Return the line containing "of the railway" and all lines after it exactly; stop at the end of the material.

— Provided entries —
::::::::::

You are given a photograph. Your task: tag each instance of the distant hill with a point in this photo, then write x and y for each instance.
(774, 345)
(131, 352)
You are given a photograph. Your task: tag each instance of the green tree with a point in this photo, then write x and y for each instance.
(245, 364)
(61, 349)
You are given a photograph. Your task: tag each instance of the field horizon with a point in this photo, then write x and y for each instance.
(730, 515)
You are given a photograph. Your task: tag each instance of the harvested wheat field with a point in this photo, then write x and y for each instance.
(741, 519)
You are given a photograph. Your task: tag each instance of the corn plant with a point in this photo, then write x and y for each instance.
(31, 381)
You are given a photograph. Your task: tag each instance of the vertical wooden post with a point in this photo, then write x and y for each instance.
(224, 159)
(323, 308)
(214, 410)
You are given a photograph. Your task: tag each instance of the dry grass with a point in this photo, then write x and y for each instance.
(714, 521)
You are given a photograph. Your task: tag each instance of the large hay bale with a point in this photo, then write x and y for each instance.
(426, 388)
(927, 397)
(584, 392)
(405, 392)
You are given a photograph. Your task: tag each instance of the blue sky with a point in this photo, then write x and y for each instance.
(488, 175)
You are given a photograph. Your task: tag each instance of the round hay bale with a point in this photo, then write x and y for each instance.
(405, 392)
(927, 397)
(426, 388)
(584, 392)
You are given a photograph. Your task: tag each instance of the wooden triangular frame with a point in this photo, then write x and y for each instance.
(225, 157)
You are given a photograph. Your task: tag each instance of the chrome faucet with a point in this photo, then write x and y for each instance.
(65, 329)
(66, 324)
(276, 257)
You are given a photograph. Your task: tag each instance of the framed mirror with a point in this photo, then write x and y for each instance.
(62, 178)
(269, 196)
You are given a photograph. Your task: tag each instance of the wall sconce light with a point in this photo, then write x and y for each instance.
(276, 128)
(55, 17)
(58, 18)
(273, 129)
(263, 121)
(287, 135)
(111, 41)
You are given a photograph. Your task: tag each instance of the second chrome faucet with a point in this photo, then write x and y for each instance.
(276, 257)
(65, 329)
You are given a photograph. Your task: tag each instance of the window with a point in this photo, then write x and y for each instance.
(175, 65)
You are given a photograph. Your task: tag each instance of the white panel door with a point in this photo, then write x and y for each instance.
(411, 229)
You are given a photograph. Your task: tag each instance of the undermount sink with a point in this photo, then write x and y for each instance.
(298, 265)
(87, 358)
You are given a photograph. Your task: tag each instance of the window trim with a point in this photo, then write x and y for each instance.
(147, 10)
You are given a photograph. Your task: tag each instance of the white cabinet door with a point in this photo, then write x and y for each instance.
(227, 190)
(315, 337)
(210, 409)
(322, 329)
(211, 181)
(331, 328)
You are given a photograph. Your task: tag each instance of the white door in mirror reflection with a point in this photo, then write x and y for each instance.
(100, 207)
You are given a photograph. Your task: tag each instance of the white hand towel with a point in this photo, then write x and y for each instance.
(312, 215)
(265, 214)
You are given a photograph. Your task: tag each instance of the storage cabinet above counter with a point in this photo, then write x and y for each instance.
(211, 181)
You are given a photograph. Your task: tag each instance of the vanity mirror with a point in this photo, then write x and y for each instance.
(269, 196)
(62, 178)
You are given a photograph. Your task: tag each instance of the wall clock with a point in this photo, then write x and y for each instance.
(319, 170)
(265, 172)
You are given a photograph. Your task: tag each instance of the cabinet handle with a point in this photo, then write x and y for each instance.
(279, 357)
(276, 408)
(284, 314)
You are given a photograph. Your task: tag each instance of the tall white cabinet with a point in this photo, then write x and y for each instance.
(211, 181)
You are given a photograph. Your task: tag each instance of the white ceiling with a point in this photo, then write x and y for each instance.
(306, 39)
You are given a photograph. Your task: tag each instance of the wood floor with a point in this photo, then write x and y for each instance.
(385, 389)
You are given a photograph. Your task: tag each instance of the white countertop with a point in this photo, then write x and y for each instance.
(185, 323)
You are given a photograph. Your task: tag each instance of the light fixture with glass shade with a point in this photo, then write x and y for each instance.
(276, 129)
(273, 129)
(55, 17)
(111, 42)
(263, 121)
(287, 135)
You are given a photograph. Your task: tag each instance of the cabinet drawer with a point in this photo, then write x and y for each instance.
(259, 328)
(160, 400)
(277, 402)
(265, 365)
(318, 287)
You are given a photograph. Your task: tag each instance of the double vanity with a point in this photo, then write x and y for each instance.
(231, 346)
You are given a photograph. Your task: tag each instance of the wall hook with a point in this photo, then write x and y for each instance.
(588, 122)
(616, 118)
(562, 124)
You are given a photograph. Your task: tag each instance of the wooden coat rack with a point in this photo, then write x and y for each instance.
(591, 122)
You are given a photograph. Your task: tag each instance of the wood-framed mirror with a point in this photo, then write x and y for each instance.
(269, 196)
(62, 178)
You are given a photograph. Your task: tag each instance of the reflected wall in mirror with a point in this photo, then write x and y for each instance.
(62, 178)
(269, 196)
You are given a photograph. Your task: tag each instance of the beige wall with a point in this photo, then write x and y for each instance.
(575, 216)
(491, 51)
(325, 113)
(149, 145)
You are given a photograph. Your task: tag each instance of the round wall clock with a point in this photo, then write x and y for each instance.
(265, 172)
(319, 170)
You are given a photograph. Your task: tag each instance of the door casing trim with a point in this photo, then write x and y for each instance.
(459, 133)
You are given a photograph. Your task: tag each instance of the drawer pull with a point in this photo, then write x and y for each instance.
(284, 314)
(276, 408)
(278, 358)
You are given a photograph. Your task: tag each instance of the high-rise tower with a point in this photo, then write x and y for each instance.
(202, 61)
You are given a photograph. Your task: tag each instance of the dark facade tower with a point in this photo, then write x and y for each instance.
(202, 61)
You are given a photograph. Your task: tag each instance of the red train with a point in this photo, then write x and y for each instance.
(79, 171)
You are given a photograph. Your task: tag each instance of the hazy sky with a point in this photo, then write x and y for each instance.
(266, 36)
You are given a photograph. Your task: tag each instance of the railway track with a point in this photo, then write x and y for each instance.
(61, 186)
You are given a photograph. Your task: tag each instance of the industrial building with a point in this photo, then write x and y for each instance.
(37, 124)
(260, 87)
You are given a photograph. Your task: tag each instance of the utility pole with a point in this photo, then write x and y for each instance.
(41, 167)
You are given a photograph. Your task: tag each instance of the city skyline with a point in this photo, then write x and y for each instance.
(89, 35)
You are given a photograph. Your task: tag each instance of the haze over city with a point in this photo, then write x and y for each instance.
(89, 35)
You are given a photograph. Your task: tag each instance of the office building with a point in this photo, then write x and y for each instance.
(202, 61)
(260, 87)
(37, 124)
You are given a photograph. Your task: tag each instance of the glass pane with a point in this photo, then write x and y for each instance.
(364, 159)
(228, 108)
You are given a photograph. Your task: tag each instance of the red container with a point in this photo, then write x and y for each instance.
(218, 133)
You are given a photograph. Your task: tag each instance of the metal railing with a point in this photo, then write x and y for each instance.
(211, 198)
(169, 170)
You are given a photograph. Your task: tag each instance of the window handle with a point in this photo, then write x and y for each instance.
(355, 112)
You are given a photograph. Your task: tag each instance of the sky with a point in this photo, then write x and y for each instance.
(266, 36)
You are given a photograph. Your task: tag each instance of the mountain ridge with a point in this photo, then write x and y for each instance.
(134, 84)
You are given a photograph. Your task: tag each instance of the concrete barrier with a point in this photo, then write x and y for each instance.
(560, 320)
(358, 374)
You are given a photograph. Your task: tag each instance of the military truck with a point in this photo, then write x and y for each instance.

::::::::::

— Solution —
You are given a photograph. Your task: tag each instance of the railway track with a point in this photo, then write x and y for each instance.
(61, 186)
You are given a photograph. Your task: tag each instance of the industrial building with a point in this photo, then write x and y for each instance.
(37, 124)
(260, 87)
You are given a photograph. Your task: tag each instance of the utility pole with a point in this photo, then write x and y for each instance.
(41, 167)
You are given a photograph. Your task: tag each instance of the city skyline with a point in this photo, then write x and y for each instance.
(89, 35)
You are given a photograph. Your task: tag each instance of the haze over city with a point in this photo, then write x and y for each instance.
(89, 35)
You are given a photograph. Your task: tag each instance of the office building with a point in this photo, then write x and y for each instance.
(202, 61)
(260, 87)
(37, 124)
You are given a photograph. Your task: tag each instance of the glass pane with a point in this photo, then write x and y for each instance.
(364, 159)
(228, 108)
You are given a photograph. Your task: tag each instance of the red container with a point in this photo, then write x and y for each instance.
(218, 133)
You are given a photograph. Your task: tag each instance of the metal railing with a point in this photo, then write x and y for each instance.
(211, 198)
(169, 170)
You are given a photograph. Your task: tag each instance of the window handle with a point in this photo, then write x and y for each instance.
(355, 112)
You are given a photograph. Your task: tag each instance of the sky with a point in this photo, then write x and y for each instance.
(266, 36)
You are given a photograph. Your task: tag each instance of the mountain ridge with a point in this photo, then write x and y for each instance.
(134, 84)
You are given a photograph. Your task: tag each instance of the concrete barrier with a point in this photo, then write x and y for each instance.
(560, 320)
(358, 374)
You are given a photograph. Your task: tag each instance of the military truck with a point in this photo, then write x and y for each instance.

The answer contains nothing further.